=== Begin Enclosure ===
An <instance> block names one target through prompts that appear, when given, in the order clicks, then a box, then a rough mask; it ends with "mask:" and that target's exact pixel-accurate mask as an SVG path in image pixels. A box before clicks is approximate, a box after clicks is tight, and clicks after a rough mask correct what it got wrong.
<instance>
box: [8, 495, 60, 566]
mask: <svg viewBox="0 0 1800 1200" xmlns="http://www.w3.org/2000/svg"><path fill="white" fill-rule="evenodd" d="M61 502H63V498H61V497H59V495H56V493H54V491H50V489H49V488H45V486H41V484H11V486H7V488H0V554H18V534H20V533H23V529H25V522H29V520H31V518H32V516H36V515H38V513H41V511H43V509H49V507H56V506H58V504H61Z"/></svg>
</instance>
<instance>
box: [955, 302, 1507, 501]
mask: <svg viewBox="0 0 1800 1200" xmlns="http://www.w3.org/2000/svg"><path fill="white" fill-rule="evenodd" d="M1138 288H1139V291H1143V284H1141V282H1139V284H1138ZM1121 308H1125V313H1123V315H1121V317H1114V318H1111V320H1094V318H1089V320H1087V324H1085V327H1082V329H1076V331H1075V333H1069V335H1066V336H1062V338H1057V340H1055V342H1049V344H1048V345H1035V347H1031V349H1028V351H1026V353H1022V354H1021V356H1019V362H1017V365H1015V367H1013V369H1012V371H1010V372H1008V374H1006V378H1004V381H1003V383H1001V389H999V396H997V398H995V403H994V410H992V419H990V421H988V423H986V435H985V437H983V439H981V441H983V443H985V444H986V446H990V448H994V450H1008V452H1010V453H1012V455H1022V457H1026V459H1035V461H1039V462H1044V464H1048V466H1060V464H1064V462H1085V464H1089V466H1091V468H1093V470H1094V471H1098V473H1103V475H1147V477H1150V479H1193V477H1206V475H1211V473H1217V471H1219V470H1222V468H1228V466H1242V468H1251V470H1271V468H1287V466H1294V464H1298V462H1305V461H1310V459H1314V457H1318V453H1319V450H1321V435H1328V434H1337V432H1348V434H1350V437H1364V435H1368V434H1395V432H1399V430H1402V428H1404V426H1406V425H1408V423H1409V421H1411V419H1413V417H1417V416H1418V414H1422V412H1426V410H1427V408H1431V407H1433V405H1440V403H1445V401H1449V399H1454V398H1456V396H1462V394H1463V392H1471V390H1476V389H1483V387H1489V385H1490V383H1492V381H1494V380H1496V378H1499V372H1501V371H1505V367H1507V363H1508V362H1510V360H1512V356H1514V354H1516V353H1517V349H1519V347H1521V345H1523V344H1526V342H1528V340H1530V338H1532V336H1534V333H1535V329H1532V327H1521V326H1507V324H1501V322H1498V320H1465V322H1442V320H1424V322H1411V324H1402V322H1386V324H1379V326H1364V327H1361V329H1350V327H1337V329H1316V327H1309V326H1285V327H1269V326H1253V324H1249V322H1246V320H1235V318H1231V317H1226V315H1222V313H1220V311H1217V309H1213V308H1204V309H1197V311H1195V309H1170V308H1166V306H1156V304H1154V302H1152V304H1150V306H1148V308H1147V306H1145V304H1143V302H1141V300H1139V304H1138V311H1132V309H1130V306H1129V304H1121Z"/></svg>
=== End Enclosure ===
Action item: The material is to be output in full, exactly as it stands.

Final answer:
An <instance> block names one target through prompts that appear, when given, in the order clicks, then a box, then a rough mask; it ends with "mask:" and that target's exact pixel-accurate mask as an SVG path in image pixels. A box before clicks is approximate, a box after clicks is tight, and clicks after a rough mask correct what it got wrong.
<instance>
box: [8, 495, 60, 566]
mask: <svg viewBox="0 0 1800 1200" xmlns="http://www.w3.org/2000/svg"><path fill="white" fill-rule="evenodd" d="M61 502H63V498H61V497H59V495H56V493H54V491H50V489H49V488H45V486H41V484H11V486H7V488H0V554H18V534H20V533H23V529H25V522H29V520H31V518H32V516H36V515H38V513H41V511H43V509H49V507H56V506H58V504H61Z"/></svg>
</instance>
<instance>
box: [955, 302, 1507, 501]
mask: <svg viewBox="0 0 1800 1200" xmlns="http://www.w3.org/2000/svg"><path fill="white" fill-rule="evenodd" d="M1138 288H1139V291H1143V284H1141V282H1139V284H1138ZM1121 308H1125V313H1123V315H1121V317H1114V318H1111V320H1094V318H1089V320H1087V324H1085V327H1082V329H1076V331H1075V333H1069V335H1066V336H1062V338H1057V340H1055V342H1049V344H1048V345H1035V347H1031V349H1028V351H1026V353H1022V354H1021V356H1019V362H1017V365H1015V367H1013V369H1012V371H1010V372H1008V374H1006V378H1004V381H1003V383H1001V389H999V396H997V398H995V403H994V410H992V419H990V421H988V423H986V435H985V437H983V439H981V441H983V443H985V444H986V446H990V448H994V450H1008V452H1010V453H1012V455H1022V457H1026V459H1035V461H1039V462H1044V464H1048V466H1060V464H1064V462H1085V464H1089V466H1091V468H1093V470H1094V471H1098V473H1103V475H1147V477H1150V479H1193V477H1206V475H1211V473H1217V471H1219V470H1222V468H1228V466H1242V468H1251V470H1271V468H1287V466H1294V464H1298V462H1305V461H1310V459H1314V457H1318V453H1319V450H1321V435H1328V434H1337V432H1348V434H1350V437H1364V435H1368V434H1395V432H1399V430H1402V428H1404V426H1406V425H1408V423H1409V421H1411V419H1413V417H1417V416H1418V414H1422V412H1426V410H1427V408H1431V407H1433V405H1440V403H1445V401H1449V399H1454V398H1456V396H1462V394H1463V392H1471V390H1476V389H1483V387H1489V385H1490V383H1492V381H1494V380H1496V378H1499V372H1501V371H1505V367H1507V363H1508V362H1510V360H1512V356H1514V354H1516V353H1517V349H1519V347H1521V345H1523V344H1526V342H1528V340H1530V338H1532V336H1534V333H1535V329H1532V327H1521V326H1507V324H1501V322H1498V320H1465V322H1442V320H1424V322H1411V324H1402V322H1386V324H1379V326H1364V327H1361V329H1350V327H1337V329H1316V327H1309V326H1285V327H1269V326H1253V324H1249V322H1246V320H1235V318H1231V317H1226V315H1222V313H1220V311H1217V309H1213V308H1204V309H1197V311H1195V309H1170V308H1166V306H1156V304H1154V302H1152V304H1150V306H1148V308H1147V306H1145V304H1143V302H1141V300H1139V304H1138V311H1132V309H1130V306H1129V304H1121Z"/></svg>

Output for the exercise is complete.